Here’s the latest research from the Pew Research Center’s Forum on Religion & Public Life, Religion in America: Non-Dogmatic, Diverse, and Politically Relevant.

The most saddening piece of the research:

Most Americans agree with the statement that many religions - not just their own - can lead to eternal life. Among those who are affiliated with a religious tradition, seven-in-ten say many religions can lead to eternal life. This view is shared by a majority of adherents in nearly all religious traditions, including more than half of members of evangelical Protestant churches (57%).

An article was printed in the Denver Post this week that was based on a study of people in our region - here is the article.  The question that was posed was do other religions lead to eternal life as well.  This is one of the major issues I deal with in our area - Pluralism, all religions lead to God.

I was reading earlier today and found a great primer to this question:

How would you respond to the statement: ‘It’s arrogant to claim that your religion is the only true way’?

Let us start by considering the counter claim – that all religions lead to God or that all religions are equally valid.
*-*-*
§ Prompt 1
Summarize the post about religious pluralism in two sentences.
§ Prompt 2
Please print the post about religious pluralism from "Most Americans agree" to "lead to God.", word for word.

(Dataset excerpt)
*-*-*
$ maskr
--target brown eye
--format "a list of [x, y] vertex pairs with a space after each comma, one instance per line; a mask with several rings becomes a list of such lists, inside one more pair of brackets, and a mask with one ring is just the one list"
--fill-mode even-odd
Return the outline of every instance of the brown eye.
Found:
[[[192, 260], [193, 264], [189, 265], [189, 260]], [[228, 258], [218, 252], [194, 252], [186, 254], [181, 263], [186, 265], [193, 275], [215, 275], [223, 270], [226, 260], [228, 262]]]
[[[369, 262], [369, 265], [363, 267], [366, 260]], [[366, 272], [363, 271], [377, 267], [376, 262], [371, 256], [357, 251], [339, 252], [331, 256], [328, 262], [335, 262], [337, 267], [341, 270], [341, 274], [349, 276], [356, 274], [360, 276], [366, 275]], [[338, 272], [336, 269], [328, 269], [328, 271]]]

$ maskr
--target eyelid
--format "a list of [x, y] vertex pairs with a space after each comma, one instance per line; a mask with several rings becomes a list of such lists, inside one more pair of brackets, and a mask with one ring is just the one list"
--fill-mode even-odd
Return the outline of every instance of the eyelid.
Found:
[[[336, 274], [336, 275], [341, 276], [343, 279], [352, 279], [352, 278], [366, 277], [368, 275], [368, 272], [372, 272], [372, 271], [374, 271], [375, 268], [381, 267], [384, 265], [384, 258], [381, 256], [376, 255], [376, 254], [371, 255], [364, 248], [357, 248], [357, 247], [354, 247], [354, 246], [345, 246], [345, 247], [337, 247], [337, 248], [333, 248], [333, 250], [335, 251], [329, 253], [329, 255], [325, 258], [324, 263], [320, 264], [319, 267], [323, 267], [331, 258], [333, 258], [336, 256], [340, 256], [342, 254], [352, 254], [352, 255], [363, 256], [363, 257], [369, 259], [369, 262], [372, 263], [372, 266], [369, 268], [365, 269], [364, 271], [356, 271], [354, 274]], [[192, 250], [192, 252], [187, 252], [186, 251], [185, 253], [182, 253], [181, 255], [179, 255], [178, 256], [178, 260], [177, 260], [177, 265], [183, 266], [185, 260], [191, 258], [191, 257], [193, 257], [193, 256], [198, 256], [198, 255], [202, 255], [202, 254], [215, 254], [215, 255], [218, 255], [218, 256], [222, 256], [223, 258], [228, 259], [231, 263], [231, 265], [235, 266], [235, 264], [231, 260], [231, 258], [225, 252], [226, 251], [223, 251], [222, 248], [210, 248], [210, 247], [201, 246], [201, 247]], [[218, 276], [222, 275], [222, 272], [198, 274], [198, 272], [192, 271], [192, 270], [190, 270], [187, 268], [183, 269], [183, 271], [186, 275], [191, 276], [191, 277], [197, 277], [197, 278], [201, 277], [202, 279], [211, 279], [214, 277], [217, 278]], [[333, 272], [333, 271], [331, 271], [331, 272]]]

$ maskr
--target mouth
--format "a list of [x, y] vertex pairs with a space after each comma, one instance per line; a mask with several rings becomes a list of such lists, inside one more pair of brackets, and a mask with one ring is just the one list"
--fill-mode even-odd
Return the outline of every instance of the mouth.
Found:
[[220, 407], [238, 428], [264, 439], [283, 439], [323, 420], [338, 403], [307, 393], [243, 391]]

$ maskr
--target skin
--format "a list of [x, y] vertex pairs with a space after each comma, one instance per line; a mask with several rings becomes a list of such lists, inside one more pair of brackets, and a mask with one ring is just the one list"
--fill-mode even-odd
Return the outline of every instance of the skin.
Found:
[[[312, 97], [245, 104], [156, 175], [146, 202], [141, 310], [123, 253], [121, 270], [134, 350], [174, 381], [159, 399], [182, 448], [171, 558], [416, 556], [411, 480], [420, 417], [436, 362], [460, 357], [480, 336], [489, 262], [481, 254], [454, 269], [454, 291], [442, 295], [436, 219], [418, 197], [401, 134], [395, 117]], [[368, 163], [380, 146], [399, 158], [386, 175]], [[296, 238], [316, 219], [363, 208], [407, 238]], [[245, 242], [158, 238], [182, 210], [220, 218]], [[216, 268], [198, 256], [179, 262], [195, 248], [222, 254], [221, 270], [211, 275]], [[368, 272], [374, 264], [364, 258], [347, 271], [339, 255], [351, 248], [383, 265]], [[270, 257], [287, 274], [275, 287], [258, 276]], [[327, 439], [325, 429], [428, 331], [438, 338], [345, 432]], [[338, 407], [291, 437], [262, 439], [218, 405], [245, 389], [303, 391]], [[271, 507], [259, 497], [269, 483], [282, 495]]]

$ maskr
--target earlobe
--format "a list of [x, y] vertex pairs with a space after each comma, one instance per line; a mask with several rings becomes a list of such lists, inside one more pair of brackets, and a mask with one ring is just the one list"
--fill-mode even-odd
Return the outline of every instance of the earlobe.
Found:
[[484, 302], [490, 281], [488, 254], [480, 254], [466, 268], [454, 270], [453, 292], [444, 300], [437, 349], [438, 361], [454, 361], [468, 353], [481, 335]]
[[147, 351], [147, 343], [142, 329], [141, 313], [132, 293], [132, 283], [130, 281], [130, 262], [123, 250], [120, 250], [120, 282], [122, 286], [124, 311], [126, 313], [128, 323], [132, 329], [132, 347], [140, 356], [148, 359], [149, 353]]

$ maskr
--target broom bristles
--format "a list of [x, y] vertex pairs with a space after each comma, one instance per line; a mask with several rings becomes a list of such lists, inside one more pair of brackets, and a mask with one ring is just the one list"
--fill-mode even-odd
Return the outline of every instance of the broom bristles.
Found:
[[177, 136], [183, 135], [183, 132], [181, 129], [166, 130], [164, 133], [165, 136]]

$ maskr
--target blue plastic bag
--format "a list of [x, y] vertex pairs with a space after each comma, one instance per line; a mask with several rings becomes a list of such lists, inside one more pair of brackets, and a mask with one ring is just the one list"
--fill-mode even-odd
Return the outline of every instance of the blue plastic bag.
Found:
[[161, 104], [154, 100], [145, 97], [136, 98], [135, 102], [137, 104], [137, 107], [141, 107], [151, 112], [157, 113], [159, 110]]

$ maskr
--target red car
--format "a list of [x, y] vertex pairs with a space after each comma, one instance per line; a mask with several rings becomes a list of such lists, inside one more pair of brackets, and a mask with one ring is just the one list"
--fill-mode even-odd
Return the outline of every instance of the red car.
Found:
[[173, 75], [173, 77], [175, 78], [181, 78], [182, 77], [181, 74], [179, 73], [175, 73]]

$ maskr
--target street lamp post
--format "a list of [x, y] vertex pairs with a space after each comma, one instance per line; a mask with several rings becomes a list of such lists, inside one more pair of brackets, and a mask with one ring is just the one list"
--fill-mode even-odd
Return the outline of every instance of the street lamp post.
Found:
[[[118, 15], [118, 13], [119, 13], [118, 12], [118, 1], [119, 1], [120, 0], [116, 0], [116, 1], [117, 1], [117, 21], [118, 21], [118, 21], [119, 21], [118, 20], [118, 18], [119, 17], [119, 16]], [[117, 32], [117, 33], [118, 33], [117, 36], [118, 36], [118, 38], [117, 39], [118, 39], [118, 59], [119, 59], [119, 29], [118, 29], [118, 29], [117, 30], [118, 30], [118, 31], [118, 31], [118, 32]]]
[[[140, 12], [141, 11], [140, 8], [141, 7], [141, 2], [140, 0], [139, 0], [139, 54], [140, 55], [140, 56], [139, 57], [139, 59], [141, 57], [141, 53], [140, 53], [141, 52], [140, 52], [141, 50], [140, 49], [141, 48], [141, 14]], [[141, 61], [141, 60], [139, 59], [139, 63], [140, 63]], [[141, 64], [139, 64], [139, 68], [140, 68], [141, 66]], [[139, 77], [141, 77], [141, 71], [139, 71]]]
*-*-*
§ Worked answer 1
The post cites Pew Research Center findings that most Americans, including seven in ten of those affiliated with a religious tradition and 57% of evangelical Protestant church members, say many religions can lead to eternal life. The writer calls this the most saddening piece of the research, names pluralism (the view that all religions lead to God) as a major issue in the writer's area, and turns to a primer that begins by considering the claim that all religions are equally valid.

§ Worked answer 2
Most Americans agree with the statement that many religions - not just their own - can lead to eternal life. Among those who are affiliated with a religious tradition, seven-in-ten say many religions can lead to eternal life. This view is shared by a majority of adherents in nearly all religious traditions, including more than half of members of evangelical Protestant churches (57%).

An article was printed in the Denver Post this week that was based on a study of people in our region - here is the article.  The question that was posed was do other religions lead to eternal life as well.  This is one of the major issues I deal with in our area - Pluralism, all religions lead to God.